練習問題 1 ::
ビタミンDについての本文のうち、「ビタミンDには、「骨を丈夫にする」働きがあります。」で始まる段落を、主な内容を残したまま箇条書きで短くまとめなさい。
練習問題 2 ::
ビタミンDについての本文を、最後の文に続けて書き進めなさい。

本文 ::
◆ ◆ ◆ ◆

さまざまな病気の予防として注目されている「ビタミンD」。
意外と知られていないその働きや上手な摂り方を知って、
丈夫な体づくりを目指しましょう。
水に溶けにくく、油脂に溶けやすい性質があります。
食品から得られるビタミンDには、
しいたけなどのきのこ類に含まれるビタミンD2(植物由来)と、
鮭などの魚類や卵などに含まれるビタミンD3(動物由来)があります。
通常ビタミンは、体の中でつくることができないため、
食品などから摂取しなければなりません。
しかし、ビタミンDは、食事だけではなく、日光に当たることによって、
80%~90%を体内でつくることができるという特性があります。
ビタミンDには、「骨を丈夫にする」働きがあります。
体内でビタミンDは、肝臓や腎臓で活性化されて、
腸管からのカルシウムの吸収を促進します。
これにより、血液中のカルシウムの濃度を高めて、
破骨細胞の働きを抑制することで骨を丈夫にし、
骨折を予防すると考えられます。
ビタミンDには、「免疫機能を調節する」働きもあります。
体内に侵入したウイルスや細菌などに対して、過剰な免疫反応を抑制し、
必要な免疫機能を促進します。

◆ ◆ ◆ ◆

[元データ]
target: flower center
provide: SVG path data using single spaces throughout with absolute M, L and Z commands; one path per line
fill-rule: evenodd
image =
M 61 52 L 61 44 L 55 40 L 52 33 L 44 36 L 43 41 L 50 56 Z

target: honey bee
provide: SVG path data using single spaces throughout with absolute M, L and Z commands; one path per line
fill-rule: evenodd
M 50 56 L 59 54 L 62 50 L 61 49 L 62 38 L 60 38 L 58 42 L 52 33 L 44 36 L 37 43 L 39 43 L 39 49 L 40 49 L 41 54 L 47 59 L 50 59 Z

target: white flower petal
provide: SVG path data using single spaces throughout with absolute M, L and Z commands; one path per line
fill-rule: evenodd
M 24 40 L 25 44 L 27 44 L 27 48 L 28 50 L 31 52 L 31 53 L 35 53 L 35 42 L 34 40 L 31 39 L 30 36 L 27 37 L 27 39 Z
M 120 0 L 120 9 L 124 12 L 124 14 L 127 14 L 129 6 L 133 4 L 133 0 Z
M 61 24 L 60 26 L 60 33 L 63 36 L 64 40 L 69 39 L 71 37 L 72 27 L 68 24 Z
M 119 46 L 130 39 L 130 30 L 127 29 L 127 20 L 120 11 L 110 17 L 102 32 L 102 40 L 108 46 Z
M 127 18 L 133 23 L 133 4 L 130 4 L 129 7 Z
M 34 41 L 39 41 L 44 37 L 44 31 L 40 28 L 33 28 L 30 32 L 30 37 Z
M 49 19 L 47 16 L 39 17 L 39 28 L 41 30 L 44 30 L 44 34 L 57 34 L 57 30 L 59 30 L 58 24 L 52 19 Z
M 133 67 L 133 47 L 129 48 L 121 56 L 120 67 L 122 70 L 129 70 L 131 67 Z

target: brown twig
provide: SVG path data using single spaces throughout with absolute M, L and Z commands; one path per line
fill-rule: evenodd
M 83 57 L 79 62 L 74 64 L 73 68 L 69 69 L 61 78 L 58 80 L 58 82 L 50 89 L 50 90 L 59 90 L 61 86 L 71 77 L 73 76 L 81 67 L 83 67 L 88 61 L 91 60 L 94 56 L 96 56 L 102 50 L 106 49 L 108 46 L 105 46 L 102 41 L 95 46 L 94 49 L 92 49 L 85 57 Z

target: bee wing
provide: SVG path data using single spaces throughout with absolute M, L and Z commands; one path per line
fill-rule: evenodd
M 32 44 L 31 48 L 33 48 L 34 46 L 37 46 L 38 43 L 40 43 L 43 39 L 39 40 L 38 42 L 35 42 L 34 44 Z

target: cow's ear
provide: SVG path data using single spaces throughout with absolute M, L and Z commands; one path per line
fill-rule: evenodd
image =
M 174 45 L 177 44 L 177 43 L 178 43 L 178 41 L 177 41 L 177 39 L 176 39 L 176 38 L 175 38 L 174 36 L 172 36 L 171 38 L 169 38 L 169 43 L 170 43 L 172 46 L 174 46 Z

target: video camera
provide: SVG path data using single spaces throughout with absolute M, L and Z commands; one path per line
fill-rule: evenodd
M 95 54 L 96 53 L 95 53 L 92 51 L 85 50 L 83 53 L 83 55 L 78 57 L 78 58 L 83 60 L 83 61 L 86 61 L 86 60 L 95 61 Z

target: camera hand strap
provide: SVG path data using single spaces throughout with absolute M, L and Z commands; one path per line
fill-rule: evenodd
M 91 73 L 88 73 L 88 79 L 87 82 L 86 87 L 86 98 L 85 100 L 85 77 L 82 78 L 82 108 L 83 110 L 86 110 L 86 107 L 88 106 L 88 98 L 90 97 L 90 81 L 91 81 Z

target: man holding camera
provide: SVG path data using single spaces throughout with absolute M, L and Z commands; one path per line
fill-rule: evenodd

◆ ◆ ◆ ◆

解答欄 1 ::
・ビタミンDには骨を丈夫にする働きがある。
・体内で肝臓や腎臓で活性化され、腸管からのカルシウムの吸収を促す。
・血液中のカルシウム濃度を高め、破骨細胞の働きを抑える。
・その結果、骨が丈夫になり、骨折の予防につながると考えられる。

解答欄 2 ::
このため、かぜやインフルエンザ、気管支炎や肺炎などの
感染症の発症・悪化の予防にも関与することが分かってきました。
その他、がんや高血圧など、
さまざまな生活習慣病を予防する効果も期待されています。
ビタミンDが不足すると、骨や筋肉が弱くなる傾向があります。
とくに気をつけたいのが、高齢者や肥満の人、更年期をすぎた女性です。
閉経後は、女性ホルモンの分泌量が減り、骨粗しょう症になるリスクが高くなります。
骨粗しょう症により骨がもろくなると、
転倒、骨折リスクが高まり、寝たきりなどの要介護につながるケースもあります。
ビタミンDを摂り、骨や筋肉を丈夫にし、転倒の予防につなげましょう。
また、日照時間が短くなる冬は、インフルエンザの流行時季と一致して、
血液中のビタミンDの濃度も低くなります。ビタミンDを摂取することで、
インフルエンザの罹患率が下がることが、私たちの研究結果から分かっています。
流行前に日光浴や食事などでビタミンDを蓄え、インフルエンザを予防しましょう。
ビタミンDにはD2~D7の6種類があります。
ビタミンD1は発見された後で不純物であったことがわかったため、存在しません。
人がビタミンDを得るには2つの方法があります。
食べ物から摂る方法と、日光を浴びて紫外線にビタミンDをつくってもらう方法です。
食べ物由来のビタミンDは、ビタミンD2が植物由来、ビタミンD3が動物由来です。
人にとって重要なビタミンDはD2とD3の2つです。
D2とD3の働きは同じといわれていますが、
最近ではビタミンD3の方がD2よりも2倍働きが強いとする意見もあります。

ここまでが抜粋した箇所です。